Put these lines into a numbered list, leaving out any blank lines. Keep the pictures out of your answer.

Data entries:
****
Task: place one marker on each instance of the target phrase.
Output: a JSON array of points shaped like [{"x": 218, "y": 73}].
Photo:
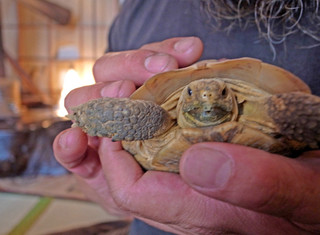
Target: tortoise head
[{"x": 206, "y": 102}]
****
● Solution below:
1. Task: place one marker on each instance of the target phrase.
2. Output: a JSON array of points shaped like [{"x": 218, "y": 73}].
3. Photo:
4. Target: tortoise head
5. [{"x": 206, "y": 102}]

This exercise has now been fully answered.